_Record list:_
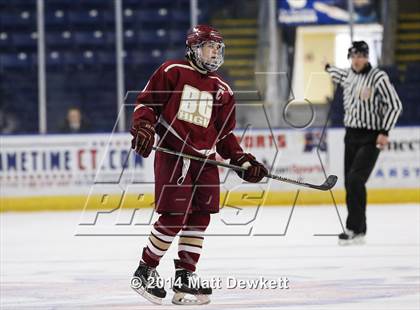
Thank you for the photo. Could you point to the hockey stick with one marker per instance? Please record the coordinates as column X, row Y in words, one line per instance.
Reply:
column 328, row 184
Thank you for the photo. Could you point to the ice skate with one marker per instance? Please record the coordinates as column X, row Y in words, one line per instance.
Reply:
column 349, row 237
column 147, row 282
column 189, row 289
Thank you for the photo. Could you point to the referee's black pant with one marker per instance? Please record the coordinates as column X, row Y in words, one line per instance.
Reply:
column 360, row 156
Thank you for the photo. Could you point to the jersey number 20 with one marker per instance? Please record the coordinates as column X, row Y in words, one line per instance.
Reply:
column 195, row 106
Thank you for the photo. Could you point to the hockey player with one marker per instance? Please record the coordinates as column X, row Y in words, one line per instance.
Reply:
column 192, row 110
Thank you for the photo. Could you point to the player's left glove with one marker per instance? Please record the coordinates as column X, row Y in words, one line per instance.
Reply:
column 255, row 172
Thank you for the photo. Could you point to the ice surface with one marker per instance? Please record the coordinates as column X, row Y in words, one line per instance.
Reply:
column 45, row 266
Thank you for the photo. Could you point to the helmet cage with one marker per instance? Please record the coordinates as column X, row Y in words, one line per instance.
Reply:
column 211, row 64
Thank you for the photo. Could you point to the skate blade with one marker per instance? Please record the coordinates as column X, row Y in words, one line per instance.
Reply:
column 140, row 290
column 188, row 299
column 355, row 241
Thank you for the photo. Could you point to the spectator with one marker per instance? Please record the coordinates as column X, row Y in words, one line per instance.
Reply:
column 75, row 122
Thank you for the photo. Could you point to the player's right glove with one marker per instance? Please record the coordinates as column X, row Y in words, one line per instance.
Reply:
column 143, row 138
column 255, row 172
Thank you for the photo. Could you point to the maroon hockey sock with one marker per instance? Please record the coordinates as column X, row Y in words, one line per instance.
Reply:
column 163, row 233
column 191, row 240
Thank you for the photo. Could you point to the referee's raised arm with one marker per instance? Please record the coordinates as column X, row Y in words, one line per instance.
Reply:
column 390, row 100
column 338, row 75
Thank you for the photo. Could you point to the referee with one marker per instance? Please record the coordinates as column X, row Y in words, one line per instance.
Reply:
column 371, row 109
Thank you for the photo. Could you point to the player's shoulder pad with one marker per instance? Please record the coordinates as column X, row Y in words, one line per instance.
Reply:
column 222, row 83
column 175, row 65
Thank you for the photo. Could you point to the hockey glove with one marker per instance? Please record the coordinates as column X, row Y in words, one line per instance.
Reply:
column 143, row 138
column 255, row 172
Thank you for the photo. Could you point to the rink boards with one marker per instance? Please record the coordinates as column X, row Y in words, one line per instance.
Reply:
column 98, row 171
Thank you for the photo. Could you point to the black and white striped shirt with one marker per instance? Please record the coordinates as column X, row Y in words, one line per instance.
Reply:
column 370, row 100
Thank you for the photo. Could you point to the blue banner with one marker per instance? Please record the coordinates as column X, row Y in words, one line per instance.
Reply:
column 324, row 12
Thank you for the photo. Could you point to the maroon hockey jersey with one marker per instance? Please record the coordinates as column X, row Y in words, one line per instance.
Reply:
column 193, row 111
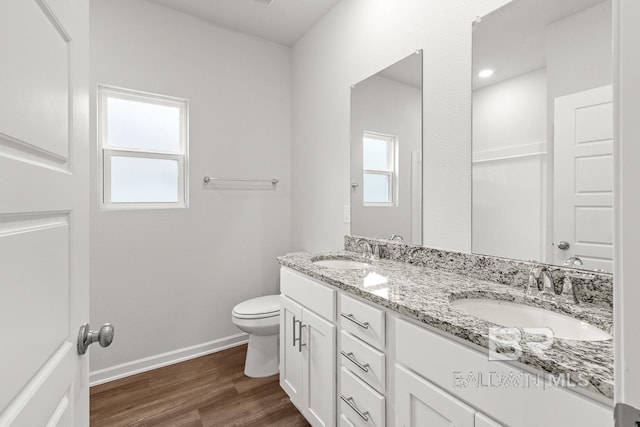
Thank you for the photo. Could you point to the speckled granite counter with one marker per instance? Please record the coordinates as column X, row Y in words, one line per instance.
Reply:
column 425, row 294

_Required task:_
Return all of the rows above word for word, leaving out the pictures.

_Answer to the exercise:_
Thank you for the photo. Could you point to the hockey stick with one marker per instance? Please record the coordinates as column X, row Y in words, one line per instance.
Reply:
column 328, row 184
Thank you for the photo. Could you point to the ice skate with one marker per instance? Please record the coordinates as column X, row Y in words, one line per instance.
Reply:
column 349, row 237
column 147, row 282
column 189, row 289
Thank you for the photo. Could you point to the referee's black pant with one marker per instance? Please record the coordinates as column X, row Y in words, one line per instance.
Reply:
column 360, row 156
Thank you for the photo. Could you point to the jersey number 20 with one marker per instance? Please record the coordinates as column X, row Y in words, one line per instance.
Reply:
column 195, row 106
Thank you for the photo. Could you point to the hockey player with one marker per instance? Please record the coordinates as column X, row Y in words, one line per instance.
Reply:
column 192, row 110
Thank you for the photo. Could you point to the player's left glove with one marker per instance? Please record the coordinates as column X, row Y in words, one line per instance.
Reply:
column 255, row 172
Thank you for the photo. Could you point to the ice surface with one marker per instance? Please record the coordinates as column X, row Y in words, one line per instance.
Reply:
column 45, row 266
Thank you for the photo. Could you point to the helmet cage with one marker per instance? Please record the coordinates as column X, row Y in words, one line per instance.
Reply:
column 211, row 64
Thank you for the photo. Could you point to the skate blade with one marker per instance? Please record the coordinates as column X, row Y in words, one line per instance.
Reply:
column 140, row 290
column 188, row 299
column 355, row 241
Thank you for the photo. Could you point to the spectator with one marker per instance? Please record the coordinates as column X, row Y in words, one line per instance.
Reply:
column 75, row 122
Thank you for the photo. Could you point to the player's right glove with one marker per instance? Please record the coordinates as column X, row Y in words, one line per instance.
Reply:
column 143, row 138
column 255, row 172
Thank you for the photo. Could you point to the maroon hockey sock with one marker per instance? Please record the coordinates as column X, row Y in words, one line per instance.
Reply:
column 163, row 233
column 191, row 240
Thank you for the photo. Could you point to the referee's raised arm with one marker per instance? Please record the coordinates as column X, row Y in words, one line per instance.
Reply:
column 390, row 100
column 338, row 75
Thank you for the photo. Could you point to the referee with one marker per instance? Please record the coordinates as column X, row Y in words, one line per instance.
Reply:
column 371, row 109
Thank you for the photo. Could you point to the player's shoulder pad with one marker per instance? Please record the coordinates as column X, row Y in words, one line per instance.
Reply:
column 222, row 83
column 175, row 65
Thank you for the photo. Could you point to the hockey glove with one marker per instance? Please record the coordinates as column X, row Y in words, one line per instance.
Reply:
column 143, row 138
column 255, row 172
Thank you for the photo. Could you point to the rink boards with one marker per instance? Please record the coordinates as column X, row Y in words, one line per instance.
Reply:
column 98, row 171
Thank you for the photo. Could you point to the black and white striped shirt with one marker per instance? Please record the coordinates as column X, row Y in words, one line per instance.
Reply:
column 370, row 100
Thank you for the photo. Could you point to the blue banner with one marker per instance? Please record the coordinates as column X, row Y in words, one line per instance.
Reply:
column 324, row 12
Thank you for the photo. Could you point to the maroon hockey jersey with one marker per instance? Please record the coordinates as column X, row Y in words, one line per instance.
Reply:
column 193, row 111
Thank you for the photo. Could you point to the speckled granite counter with one marker per instance? Please record the coordinates as column X, row Y in words, one line per instance.
Reply:
column 425, row 294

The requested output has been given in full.